-- EXCERPT PROVIDED --
## START

# 9 days left to go



## carolleb (Oct 30, 2011)

Then I will be out there, right now a bit nervous, a bit scared, more of finding my way around and places I need to find. Im sure I will but also need to meet people, want to go to spanish lessons and try really hard to learn the language. I wonder how is the best way to go about meeting people, I cant be the only women to come out there can I, please someone tell me Im not lol.
I think making friends is important and do you have get togethers if so, would someone help me out here please.

regards carolle.


----------



## davexf (Jan 26, 2009)

Hi and welcome 

No you´re not the only woman to come to Spain; but Spain is a very large country, so what area are you moving to? 

Davexf


----------



## carolleb (Oct 30, 2011)

*torrox*

torrox in malaga province, Im getting nervous now, im very outgoing but I think its because I wont know where Im going for a while, I like to know what Im doing and I wont will I.

regards carolle


----------



## davexf (Jan 26, 2009)

Hi

Don´t worry (easy to say); you are moving to an area with many ex-pats and I´m sure there be one along soon from your area. It is a normal worry when you are making such a big change in your lifestyle. Time will make it survive; just enjoy the ride in the meantime. 

Davexf


----------



## carolleb (Oct 30, 2011)

*laughing*

at what you said and you were right (when you know what your doing its easy)
and thank you for that, I know it will take time to find my way around and Im sure I may get lost too from time to time. I suppose its all part of the adventure.

carolle.


----------



## davexf (Jan 26, 2009)

Hi

I moved over ten years ago (almost to the day); a lady friend whose husband worked for three weeks in four in England used to take herself off in the car, deliberately down roads she didn´t know, just to find out where they went !!! 

Yes deliberately got herself "lost". But she knew more roads and ways to get somewhere than a lot of ex-pats who had lived here for years 

Davexf


----------



## carolleb (Oct 30, 2011)

*how good is she*

that is a great thing to do, I think Im being silly, Im not daft but this is to change my life so want things to be better for me. 
Just to be able to find the town hall, or the place where i go for residency and Nie no its just all going to be so new.


----------



## davexf (Jan 26, 2009)

## END

-- DIRECTIVE 1 --
In the thread about moving to Spain, which town is carolleb moving to?
-- DIRECTIVE 2 --
In the thread about moving to Spain, why does davexf tell carolleb not to worry? Answer in one to three sentences.
-- DIRECTIVE 3 --
Quote the thread about moving to Spain from "that is a great" to "to be so new.".

-- PROVIDED RECORDS --

## START

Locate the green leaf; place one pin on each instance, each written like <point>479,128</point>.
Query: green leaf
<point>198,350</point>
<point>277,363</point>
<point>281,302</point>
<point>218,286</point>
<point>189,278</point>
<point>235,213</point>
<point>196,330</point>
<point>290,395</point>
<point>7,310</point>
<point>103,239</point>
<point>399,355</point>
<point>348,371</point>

## END

-- EXPECTED OUTPUT 1 --
Torrox, in Malaga province.

-- EXPECTED OUTPUT 2 --
She is moving to an area with many ex-pats, and he is sure someone from her area will come along soon. He also says this worry is normal when making such a big change in lifestyle.

-- EXPECTED OUTPUT 3 --
that is a great thing to do, I think Im being silly, Im not daft but this is to change my life so want things to be better for me. 
Just to be able to find the town hall, or the place where i go for residency and Nie no its just all going to be so new.